___ INPUT RECORDS

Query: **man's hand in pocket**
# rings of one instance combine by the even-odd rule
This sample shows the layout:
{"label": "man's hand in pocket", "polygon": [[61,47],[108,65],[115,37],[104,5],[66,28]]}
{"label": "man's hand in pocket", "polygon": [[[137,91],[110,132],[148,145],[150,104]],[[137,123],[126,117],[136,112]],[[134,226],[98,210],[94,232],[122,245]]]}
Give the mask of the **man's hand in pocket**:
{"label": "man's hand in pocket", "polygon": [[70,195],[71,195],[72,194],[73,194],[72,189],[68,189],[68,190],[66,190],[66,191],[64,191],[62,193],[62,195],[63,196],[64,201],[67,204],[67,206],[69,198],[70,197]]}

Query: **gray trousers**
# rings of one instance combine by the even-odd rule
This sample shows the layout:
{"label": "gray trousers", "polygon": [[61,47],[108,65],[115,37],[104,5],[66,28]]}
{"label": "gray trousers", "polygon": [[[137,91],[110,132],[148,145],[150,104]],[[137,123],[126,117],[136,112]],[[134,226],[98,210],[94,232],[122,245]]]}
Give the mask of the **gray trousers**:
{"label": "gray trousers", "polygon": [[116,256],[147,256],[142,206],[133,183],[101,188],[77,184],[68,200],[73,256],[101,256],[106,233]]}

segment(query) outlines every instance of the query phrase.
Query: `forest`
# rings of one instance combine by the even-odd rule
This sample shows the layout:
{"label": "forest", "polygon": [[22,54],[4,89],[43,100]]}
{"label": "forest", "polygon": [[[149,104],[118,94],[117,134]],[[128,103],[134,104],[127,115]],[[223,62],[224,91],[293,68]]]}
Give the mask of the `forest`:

______

# WHAT YOU NEED TO DO
Each line of the listing above should be output exactly.

# RESULT
Query: **man's hand in pocket**
# rings of one instance combine by the even-odd rule
This sample shows the layout:
{"label": "man's hand in pocket", "polygon": [[61,47],[108,65],[115,37],[104,5],[66,28]]}
{"label": "man's hand in pocket", "polygon": [[[137,91],[110,132],[148,145],[150,104]],[[137,123],[126,117],[136,112]],[[134,226],[98,210],[94,232],[122,245]]]}
Give the mask of the **man's hand in pocket**:
{"label": "man's hand in pocket", "polygon": [[70,195],[71,195],[72,194],[73,194],[72,189],[68,189],[68,190],[66,190],[66,191],[64,191],[62,193],[62,195],[63,196],[64,201],[67,204],[67,206],[69,198],[70,197]]}

Query: **gray trousers**
# rings of one instance combine by the even-odd rule
This sample shows the layout:
{"label": "gray trousers", "polygon": [[61,47],[108,65],[115,37],[104,5],[66,28]]}
{"label": "gray trousers", "polygon": [[[137,91],[110,132],[148,145],[150,104]],[[137,123],[126,117],[136,112]],[[134,226],[98,210],[94,232],[122,245]]]}
Give the mask of the **gray trousers**:
{"label": "gray trousers", "polygon": [[116,256],[147,256],[142,206],[133,183],[101,188],[77,184],[68,200],[73,256],[101,256],[106,233]]}

segment(query) outlines every instance of the query phrase.
Query: `forest`
# rings of one instance combine by the even-odd rule
This sample shows the layout:
{"label": "forest", "polygon": [[22,54],[4,89],[43,100]]}
{"label": "forest", "polygon": [[[149,104],[118,94],[117,134]],[[128,103],[134,104],[127,115]],[[223,62],[224,91],[293,68]]]}
Give the mask of the `forest`:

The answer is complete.